The records:
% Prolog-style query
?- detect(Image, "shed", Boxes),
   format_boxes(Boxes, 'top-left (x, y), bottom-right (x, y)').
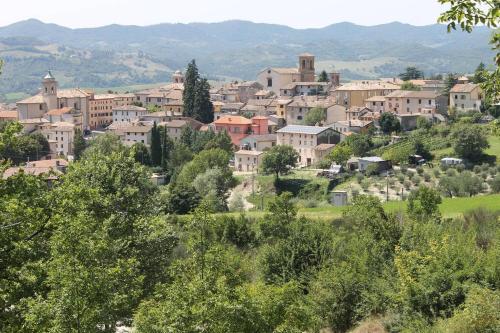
top-left (330, 191), bottom-right (347, 206)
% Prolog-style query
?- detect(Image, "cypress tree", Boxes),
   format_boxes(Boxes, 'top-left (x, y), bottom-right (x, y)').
top-left (161, 127), bottom-right (173, 171)
top-left (318, 70), bottom-right (329, 82)
top-left (182, 59), bottom-right (200, 117)
top-left (151, 121), bottom-right (161, 166)
top-left (193, 79), bottom-right (214, 124)
top-left (73, 128), bottom-right (87, 160)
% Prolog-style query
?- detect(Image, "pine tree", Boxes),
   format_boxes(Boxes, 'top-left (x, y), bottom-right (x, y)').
top-left (161, 127), bottom-right (173, 171)
top-left (473, 62), bottom-right (488, 83)
top-left (151, 121), bottom-right (161, 166)
top-left (318, 70), bottom-right (329, 82)
top-left (182, 59), bottom-right (200, 117)
top-left (443, 73), bottom-right (457, 95)
top-left (193, 79), bottom-right (214, 124)
top-left (73, 128), bottom-right (87, 160)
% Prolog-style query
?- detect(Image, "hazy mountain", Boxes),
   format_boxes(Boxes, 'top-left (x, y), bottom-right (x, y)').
top-left (0, 19), bottom-right (493, 100)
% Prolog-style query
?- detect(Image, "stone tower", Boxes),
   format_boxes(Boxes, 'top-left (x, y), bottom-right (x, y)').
top-left (172, 71), bottom-right (184, 83)
top-left (330, 72), bottom-right (340, 87)
top-left (299, 53), bottom-right (315, 82)
top-left (42, 71), bottom-right (57, 110)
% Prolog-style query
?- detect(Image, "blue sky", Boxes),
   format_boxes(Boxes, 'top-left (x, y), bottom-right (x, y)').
top-left (0, 0), bottom-right (446, 28)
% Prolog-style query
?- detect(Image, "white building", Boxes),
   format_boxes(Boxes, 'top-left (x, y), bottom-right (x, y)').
top-left (113, 105), bottom-right (148, 123)
top-left (276, 125), bottom-right (340, 166)
top-left (40, 122), bottom-right (75, 156)
top-left (234, 150), bottom-right (264, 172)
top-left (450, 83), bottom-right (482, 112)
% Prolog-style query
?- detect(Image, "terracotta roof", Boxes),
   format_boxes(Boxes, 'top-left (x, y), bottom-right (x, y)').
top-left (119, 125), bottom-right (153, 133)
top-left (2, 167), bottom-right (62, 179)
top-left (113, 105), bottom-right (147, 111)
top-left (47, 107), bottom-right (73, 116)
top-left (386, 90), bottom-right (439, 99)
top-left (333, 81), bottom-right (400, 91)
top-left (57, 88), bottom-right (90, 98)
top-left (450, 83), bottom-right (479, 93)
top-left (17, 94), bottom-right (45, 104)
top-left (26, 158), bottom-right (69, 168)
top-left (314, 143), bottom-right (335, 150)
top-left (234, 149), bottom-right (264, 156)
top-left (365, 96), bottom-right (385, 102)
top-left (241, 134), bottom-right (277, 142)
top-left (0, 111), bottom-right (17, 119)
top-left (93, 94), bottom-right (117, 100)
top-left (214, 116), bottom-right (252, 125)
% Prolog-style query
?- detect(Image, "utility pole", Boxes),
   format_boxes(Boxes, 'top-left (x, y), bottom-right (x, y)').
top-left (385, 171), bottom-right (389, 202)
top-left (252, 164), bottom-right (255, 197)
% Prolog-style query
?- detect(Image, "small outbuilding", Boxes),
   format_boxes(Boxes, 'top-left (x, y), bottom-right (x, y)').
top-left (358, 156), bottom-right (391, 172)
top-left (441, 157), bottom-right (464, 165)
top-left (330, 191), bottom-right (347, 206)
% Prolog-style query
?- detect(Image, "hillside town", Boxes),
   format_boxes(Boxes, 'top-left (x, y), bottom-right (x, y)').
top-left (0, 53), bottom-right (492, 182)
top-left (0, 0), bottom-right (500, 333)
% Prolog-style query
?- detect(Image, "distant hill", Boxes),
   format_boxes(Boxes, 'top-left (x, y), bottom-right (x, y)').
top-left (0, 19), bottom-right (493, 97)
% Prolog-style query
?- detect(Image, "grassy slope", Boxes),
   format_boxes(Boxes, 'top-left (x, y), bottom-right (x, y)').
top-left (485, 136), bottom-right (500, 162)
top-left (230, 194), bottom-right (500, 219)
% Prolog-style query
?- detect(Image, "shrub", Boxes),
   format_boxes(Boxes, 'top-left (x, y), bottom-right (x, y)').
top-left (424, 173), bottom-right (432, 183)
top-left (356, 172), bottom-right (365, 184)
top-left (490, 175), bottom-right (500, 193)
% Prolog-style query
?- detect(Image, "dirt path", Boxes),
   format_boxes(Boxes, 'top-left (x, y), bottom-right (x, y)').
top-left (228, 177), bottom-right (257, 211)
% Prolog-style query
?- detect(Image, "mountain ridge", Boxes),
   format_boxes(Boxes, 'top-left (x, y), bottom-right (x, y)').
top-left (0, 19), bottom-right (493, 99)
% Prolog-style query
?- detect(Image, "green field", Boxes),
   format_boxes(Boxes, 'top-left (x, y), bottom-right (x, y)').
top-left (228, 194), bottom-right (500, 220)
top-left (484, 136), bottom-right (500, 162)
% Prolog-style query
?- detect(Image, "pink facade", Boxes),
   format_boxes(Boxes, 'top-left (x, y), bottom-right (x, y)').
top-left (214, 116), bottom-right (269, 146)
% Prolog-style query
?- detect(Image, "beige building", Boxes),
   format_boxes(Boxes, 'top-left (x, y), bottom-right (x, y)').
top-left (40, 122), bottom-right (75, 156)
top-left (330, 80), bottom-right (400, 108)
top-left (17, 71), bottom-right (90, 128)
top-left (450, 83), bottom-right (482, 112)
top-left (159, 118), bottom-right (203, 141)
top-left (113, 105), bottom-right (148, 123)
top-left (114, 123), bottom-right (153, 147)
top-left (113, 93), bottom-right (137, 108)
top-left (276, 125), bottom-right (340, 166)
top-left (89, 94), bottom-right (116, 129)
top-left (0, 109), bottom-right (17, 123)
top-left (385, 90), bottom-right (448, 114)
top-left (285, 96), bottom-right (335, 125)
top-left (257, 53), bottom-right (315, 95)
top-left (365, 96), bottom-right (385, 113)
top-left (43, 107), bottom-right (83, 130)
top-left (234, 150), bottom-right (264, 172)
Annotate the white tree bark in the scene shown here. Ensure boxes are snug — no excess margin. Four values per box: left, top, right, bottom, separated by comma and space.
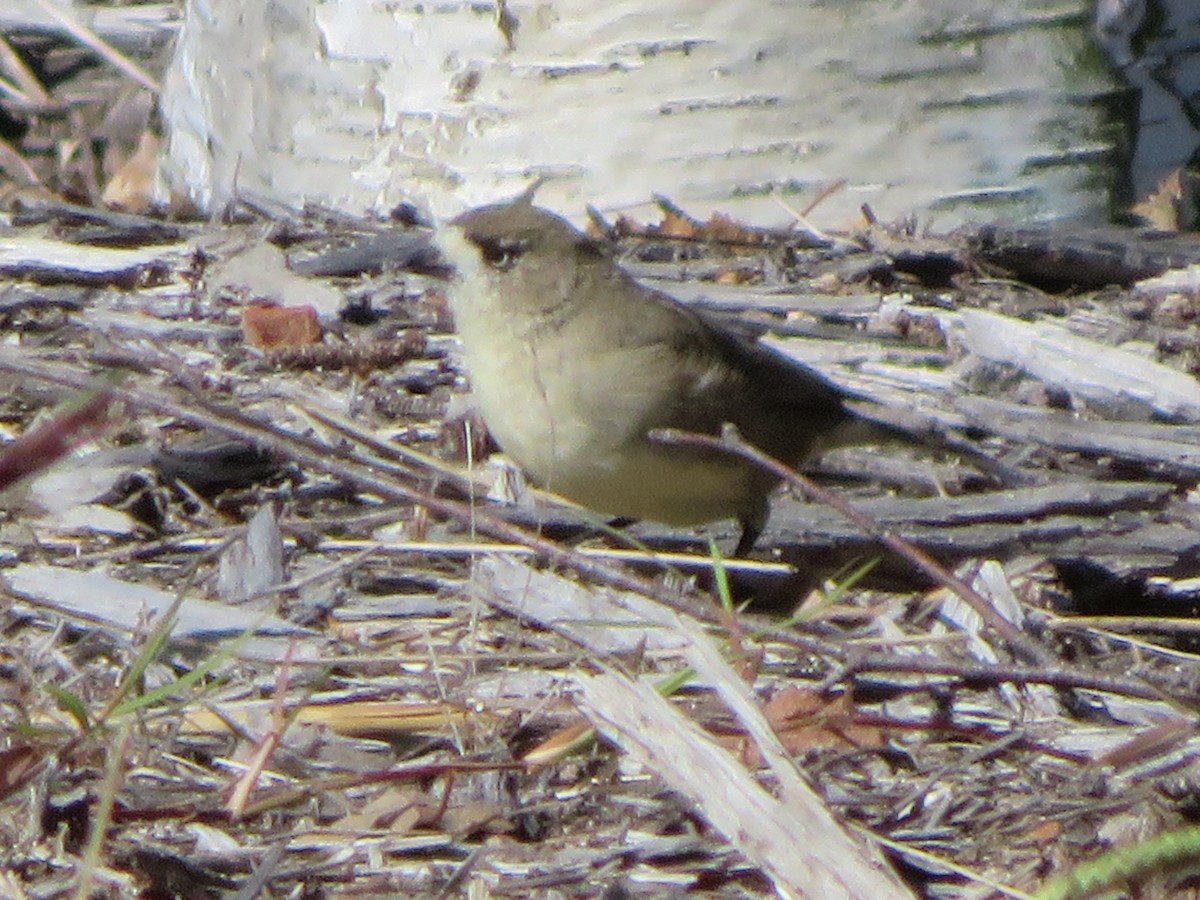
163, 0, 1111, 224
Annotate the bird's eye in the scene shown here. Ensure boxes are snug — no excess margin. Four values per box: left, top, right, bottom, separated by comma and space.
479, 239, 529, 271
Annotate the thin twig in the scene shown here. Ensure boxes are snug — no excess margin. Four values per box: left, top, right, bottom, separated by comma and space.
650, 428, 1054, 665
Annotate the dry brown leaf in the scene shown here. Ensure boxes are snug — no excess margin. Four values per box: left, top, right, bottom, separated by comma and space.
658, 212, 696, 240
1129, 167, 1186, 232
100, 131, 160, 214
241, 304, 320, 348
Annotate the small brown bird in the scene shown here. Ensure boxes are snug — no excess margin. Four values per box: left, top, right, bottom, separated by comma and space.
437, 192, 974, 553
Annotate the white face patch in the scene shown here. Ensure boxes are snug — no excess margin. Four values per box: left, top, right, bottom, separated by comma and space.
433, 224, 492, 317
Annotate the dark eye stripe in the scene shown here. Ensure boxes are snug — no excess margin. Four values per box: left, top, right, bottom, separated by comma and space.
473, 238, 529, 269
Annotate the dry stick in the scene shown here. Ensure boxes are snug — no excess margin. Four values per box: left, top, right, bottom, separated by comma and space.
37, 0, 162, 94
0, 349, 718, 623
0, 35, 50, 108
650, 428, 1054, 666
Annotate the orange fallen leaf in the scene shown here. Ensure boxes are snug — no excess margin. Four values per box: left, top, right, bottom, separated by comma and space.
241, 304, 320, 348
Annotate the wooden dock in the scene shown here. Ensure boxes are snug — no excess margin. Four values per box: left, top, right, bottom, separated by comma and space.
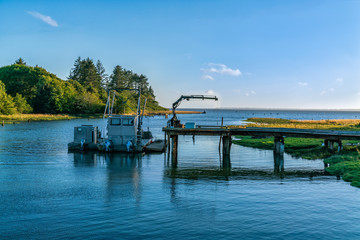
163, 126, 360, 166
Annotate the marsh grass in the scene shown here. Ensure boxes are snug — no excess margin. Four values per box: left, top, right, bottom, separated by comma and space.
233, 118, 360, 187
234, 118, 360, 131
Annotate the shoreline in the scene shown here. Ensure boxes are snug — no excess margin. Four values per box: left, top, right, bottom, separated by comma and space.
0, 110, 203, 124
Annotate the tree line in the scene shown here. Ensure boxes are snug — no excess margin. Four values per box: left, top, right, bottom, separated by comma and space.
0, 57, 164, 114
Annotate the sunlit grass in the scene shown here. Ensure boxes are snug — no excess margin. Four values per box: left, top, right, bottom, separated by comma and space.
233, 118, 360, 187
229, 118, 360, 131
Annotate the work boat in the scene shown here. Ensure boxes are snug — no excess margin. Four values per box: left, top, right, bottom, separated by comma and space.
68, 89, 154, 152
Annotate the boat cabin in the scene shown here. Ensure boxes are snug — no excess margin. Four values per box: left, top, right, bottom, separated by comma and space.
107, 115, 138, 145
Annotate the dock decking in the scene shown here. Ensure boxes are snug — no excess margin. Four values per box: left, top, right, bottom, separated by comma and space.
163, 127, 360, 166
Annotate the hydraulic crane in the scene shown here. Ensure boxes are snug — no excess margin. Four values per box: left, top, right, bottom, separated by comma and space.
170, 95, 218, 127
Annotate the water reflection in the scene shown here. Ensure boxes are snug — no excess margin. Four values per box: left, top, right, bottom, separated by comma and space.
74, 152, 142, 202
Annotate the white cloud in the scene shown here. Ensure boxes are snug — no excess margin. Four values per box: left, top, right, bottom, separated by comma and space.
200, 63, 242, 77
205, 89, 214, 95
335, 77, 344, 83
201, 75, 214, 80
245, 90, 256, 97
298, 82, 309, 87
28, 12, 58, 27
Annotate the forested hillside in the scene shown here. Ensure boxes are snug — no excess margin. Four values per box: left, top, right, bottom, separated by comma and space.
0, 57, 164, 114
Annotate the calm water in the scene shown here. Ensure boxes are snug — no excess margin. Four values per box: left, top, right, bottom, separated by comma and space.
0, 110, 360, 239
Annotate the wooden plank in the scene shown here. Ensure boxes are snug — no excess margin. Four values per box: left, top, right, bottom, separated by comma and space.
163, 127, 360, 141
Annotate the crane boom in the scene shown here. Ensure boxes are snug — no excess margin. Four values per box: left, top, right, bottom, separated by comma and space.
173, 95, 218, 114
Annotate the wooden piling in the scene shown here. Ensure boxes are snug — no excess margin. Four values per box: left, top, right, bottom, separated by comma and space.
171, 135, 179, 167
222, 136, 231, 156
274, 137, 285, 154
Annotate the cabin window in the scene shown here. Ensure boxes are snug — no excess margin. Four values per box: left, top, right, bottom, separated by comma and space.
111, 118, 121, 125
123, 119, 134, 126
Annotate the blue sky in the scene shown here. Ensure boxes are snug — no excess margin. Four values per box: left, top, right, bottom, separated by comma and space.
0, 0, 360, 109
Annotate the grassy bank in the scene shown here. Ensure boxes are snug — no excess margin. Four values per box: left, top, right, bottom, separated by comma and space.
233, 118, 360, 187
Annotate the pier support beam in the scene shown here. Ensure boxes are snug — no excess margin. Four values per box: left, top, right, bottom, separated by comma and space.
222, 136, 231, 156
222, 136, 232, 168
274, 152, 284, 174
171, 135, 179, 167
274, 137, 285, 154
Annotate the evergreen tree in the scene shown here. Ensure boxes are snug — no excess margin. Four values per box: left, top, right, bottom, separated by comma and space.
69, 57, 102, 92
15, 58, 26, 66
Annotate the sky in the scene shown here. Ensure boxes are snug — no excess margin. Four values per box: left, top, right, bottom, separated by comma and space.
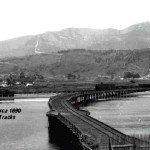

Stated task: Arrange the lines of the records from the line containing "Annotate the tree" through the line containing "229, 118, 360, 131", inclusive, as a Markdown table with the columns Row and Line. Number each line in Row, and leave out blank lines.

Problem solution:
| Row | Line |
|---|---|
| 1 | Annotate the tree line in the scene shown here. Ensure boxes are snug — no excess margin. Four values per box: left, top, right, bottom, separated by comma and space. |
| 2 | 0, 57, 164, 114 |
| 3 | Annotate the sunlit grass in the scene shown here. Ensure boxes are snug — no excess margin. Four values per box: left, top, right, bottom, separated by comma and space. |
| 4 | 233, 118, 360, 187 |
| 5 | 229, 118, 360, 131 |